# Problem details
Pick out every line below that contains the string "bush", copying each one in full. Matching is case-sensitive.

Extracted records
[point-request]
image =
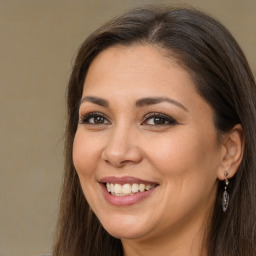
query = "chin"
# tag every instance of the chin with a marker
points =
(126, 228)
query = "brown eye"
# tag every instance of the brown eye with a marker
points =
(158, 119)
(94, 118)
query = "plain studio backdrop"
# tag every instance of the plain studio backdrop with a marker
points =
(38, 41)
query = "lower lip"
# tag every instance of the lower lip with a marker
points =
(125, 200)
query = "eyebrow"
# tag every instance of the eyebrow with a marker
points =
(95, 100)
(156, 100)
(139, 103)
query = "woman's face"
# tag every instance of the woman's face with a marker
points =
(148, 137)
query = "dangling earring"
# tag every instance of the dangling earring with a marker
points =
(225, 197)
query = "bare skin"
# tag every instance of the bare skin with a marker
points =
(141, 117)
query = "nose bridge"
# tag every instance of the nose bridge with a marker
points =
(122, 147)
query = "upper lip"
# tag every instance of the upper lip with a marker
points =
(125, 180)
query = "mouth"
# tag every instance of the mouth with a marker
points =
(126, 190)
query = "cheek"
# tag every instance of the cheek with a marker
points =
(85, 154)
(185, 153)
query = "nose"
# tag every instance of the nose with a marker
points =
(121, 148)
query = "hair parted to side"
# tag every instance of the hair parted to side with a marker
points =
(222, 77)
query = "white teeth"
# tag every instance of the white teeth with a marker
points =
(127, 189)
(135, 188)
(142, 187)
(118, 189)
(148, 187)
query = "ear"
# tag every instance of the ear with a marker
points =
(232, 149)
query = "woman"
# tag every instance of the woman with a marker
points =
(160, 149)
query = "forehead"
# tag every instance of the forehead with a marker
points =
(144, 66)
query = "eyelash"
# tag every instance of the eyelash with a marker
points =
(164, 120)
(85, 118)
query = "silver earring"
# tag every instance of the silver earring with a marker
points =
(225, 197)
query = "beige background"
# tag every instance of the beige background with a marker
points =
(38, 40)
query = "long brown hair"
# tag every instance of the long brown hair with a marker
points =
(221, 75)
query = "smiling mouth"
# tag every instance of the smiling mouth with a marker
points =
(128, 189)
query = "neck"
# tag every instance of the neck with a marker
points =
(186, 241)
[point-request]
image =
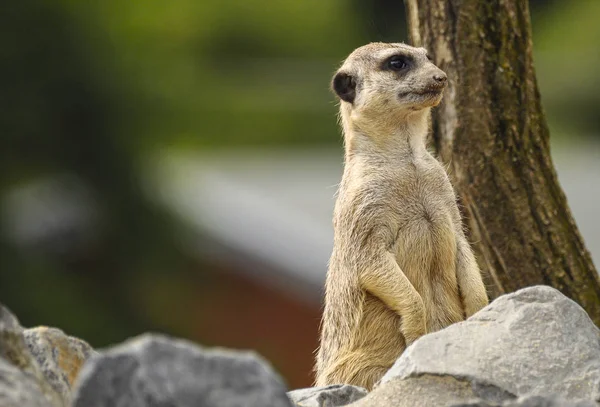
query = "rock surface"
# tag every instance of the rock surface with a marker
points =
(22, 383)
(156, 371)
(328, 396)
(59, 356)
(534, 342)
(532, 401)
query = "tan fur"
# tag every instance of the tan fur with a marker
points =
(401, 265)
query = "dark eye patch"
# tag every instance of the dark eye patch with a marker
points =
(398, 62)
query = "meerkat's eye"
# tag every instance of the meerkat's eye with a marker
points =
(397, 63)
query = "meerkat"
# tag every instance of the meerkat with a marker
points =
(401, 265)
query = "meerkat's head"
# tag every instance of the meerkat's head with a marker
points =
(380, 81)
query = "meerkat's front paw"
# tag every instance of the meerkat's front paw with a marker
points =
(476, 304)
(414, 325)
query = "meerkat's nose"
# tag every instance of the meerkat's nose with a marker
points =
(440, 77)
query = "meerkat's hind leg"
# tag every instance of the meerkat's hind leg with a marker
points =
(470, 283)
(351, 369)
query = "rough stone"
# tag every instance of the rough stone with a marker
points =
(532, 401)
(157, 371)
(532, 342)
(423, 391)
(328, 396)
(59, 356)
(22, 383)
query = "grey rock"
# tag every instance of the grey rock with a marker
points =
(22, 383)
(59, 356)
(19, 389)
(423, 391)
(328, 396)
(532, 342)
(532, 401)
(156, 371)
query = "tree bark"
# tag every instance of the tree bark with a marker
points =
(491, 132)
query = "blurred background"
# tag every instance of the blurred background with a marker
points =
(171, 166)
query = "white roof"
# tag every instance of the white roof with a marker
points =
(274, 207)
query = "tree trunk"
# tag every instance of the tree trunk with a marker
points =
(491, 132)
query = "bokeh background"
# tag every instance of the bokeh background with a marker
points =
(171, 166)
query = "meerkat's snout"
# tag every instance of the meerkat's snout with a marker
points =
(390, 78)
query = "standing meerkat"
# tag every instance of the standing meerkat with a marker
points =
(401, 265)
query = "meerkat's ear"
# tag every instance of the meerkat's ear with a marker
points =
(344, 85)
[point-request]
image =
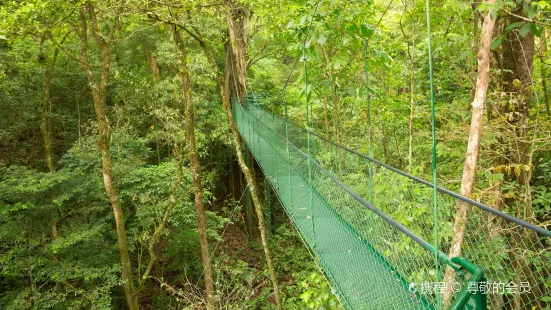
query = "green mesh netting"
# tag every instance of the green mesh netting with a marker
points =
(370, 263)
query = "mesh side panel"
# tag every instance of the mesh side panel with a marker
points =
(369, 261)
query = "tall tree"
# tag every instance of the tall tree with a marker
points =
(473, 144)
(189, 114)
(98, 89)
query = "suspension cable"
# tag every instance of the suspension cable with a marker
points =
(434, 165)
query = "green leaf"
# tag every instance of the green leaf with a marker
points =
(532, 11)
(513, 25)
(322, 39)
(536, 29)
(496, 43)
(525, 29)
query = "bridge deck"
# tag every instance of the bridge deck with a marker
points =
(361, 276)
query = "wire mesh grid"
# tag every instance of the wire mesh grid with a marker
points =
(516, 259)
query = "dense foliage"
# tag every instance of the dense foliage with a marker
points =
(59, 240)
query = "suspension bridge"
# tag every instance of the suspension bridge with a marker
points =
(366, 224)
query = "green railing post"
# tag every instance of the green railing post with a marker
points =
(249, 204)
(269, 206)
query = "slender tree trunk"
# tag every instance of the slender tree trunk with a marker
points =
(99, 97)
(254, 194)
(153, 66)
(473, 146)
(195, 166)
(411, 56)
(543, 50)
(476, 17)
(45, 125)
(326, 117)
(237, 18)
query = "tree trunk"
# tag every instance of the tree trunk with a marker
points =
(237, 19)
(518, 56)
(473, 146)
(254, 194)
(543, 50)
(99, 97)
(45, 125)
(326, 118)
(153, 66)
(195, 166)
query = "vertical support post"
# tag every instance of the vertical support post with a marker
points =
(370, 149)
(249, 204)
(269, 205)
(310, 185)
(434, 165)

--

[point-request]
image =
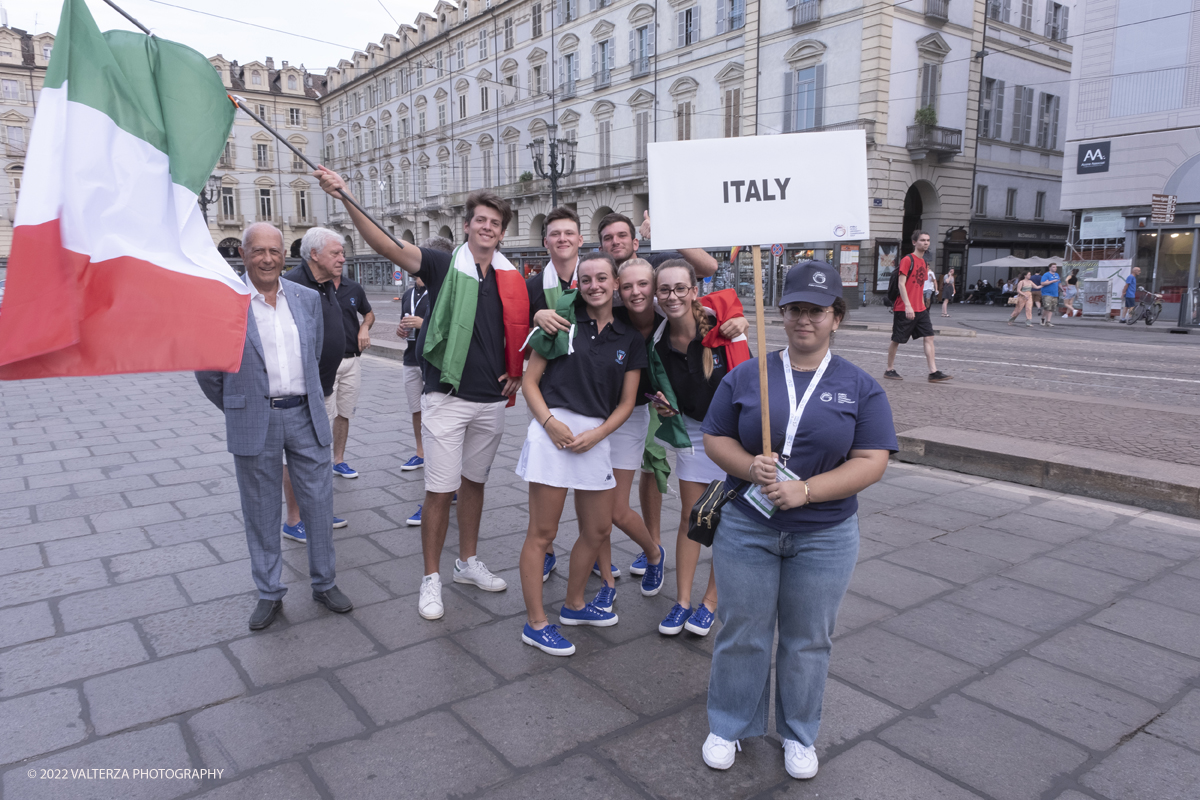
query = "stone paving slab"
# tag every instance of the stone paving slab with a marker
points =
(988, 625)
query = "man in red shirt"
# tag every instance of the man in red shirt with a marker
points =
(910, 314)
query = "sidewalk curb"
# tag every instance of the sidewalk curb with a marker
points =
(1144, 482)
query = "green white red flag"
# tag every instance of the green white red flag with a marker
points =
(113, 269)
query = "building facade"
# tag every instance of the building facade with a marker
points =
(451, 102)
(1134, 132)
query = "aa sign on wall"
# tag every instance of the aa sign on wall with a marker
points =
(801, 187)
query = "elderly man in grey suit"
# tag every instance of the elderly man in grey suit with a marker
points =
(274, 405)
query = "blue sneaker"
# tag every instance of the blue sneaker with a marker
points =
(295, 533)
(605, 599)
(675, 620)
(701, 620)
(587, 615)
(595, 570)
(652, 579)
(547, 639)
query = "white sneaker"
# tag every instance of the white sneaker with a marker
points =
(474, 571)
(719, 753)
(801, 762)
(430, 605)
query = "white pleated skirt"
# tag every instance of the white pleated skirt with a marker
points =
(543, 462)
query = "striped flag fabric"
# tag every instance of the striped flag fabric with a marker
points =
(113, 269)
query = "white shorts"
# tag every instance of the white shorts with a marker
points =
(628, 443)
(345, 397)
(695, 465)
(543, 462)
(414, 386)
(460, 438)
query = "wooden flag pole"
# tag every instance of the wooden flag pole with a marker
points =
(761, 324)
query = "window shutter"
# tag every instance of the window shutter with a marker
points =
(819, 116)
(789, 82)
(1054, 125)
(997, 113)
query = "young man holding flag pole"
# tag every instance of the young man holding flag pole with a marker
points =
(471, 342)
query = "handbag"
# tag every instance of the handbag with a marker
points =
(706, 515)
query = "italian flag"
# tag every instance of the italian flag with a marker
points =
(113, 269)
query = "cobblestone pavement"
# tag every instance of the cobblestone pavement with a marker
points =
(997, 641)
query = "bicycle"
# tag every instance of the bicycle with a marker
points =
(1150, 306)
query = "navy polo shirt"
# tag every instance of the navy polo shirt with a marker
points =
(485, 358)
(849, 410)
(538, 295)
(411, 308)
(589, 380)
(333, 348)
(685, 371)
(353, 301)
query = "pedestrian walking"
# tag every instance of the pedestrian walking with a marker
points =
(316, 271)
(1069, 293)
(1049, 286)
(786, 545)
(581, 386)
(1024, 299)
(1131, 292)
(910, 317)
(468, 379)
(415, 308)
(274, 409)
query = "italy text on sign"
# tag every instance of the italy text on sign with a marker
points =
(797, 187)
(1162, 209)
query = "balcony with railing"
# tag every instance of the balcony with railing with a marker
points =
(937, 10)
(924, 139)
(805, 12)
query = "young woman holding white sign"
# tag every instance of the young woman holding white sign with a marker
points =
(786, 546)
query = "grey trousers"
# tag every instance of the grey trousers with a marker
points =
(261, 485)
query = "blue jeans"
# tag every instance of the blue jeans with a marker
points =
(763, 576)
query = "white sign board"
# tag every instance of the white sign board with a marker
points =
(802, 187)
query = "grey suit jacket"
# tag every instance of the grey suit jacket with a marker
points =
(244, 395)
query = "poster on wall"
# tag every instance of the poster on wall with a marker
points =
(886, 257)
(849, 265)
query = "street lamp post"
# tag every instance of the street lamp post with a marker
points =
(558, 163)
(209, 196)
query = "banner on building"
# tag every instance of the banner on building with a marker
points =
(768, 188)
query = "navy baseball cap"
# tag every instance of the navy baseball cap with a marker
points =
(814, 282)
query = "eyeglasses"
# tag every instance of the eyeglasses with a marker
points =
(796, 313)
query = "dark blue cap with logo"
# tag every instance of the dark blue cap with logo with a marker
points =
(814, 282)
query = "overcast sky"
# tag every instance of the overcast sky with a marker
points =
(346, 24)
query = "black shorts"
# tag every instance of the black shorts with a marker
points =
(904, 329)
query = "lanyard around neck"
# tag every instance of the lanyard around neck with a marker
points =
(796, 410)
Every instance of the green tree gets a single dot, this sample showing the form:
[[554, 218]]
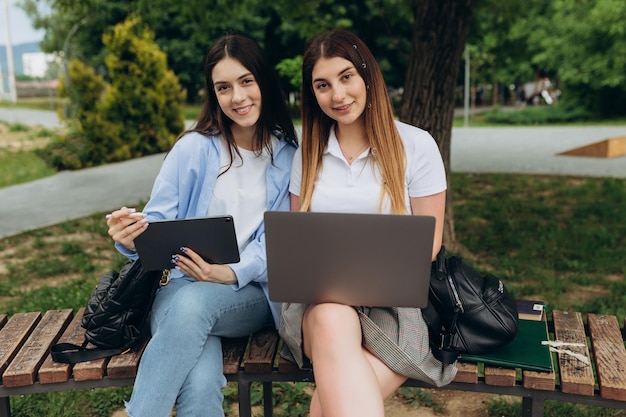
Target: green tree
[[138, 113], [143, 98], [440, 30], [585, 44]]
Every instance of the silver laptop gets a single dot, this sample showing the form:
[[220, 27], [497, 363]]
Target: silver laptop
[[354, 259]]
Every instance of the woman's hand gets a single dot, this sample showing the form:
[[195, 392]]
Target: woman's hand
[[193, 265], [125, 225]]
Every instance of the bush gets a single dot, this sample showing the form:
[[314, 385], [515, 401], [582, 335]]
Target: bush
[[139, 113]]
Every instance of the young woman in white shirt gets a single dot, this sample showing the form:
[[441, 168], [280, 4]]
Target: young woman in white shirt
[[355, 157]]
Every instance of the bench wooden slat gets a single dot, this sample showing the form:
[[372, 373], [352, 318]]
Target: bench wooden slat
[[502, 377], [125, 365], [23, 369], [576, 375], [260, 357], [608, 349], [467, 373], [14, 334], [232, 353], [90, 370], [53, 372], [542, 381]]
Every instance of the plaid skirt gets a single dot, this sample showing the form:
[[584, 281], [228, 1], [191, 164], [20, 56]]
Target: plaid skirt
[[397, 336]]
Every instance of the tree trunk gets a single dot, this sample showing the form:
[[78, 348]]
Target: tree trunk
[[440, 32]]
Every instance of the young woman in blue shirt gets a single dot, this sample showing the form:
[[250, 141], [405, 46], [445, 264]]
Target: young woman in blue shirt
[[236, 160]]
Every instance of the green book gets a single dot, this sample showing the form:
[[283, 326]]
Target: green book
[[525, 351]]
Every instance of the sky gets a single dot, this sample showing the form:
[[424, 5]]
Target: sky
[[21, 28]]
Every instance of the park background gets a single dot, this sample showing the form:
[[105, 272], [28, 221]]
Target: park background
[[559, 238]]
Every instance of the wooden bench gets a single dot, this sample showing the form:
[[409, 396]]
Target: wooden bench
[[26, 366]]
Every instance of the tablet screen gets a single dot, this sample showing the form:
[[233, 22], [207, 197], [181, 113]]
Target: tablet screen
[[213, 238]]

# Answer to the exercise
Every instance of the bush gets a single dot, this sample showing the form:
Target: bush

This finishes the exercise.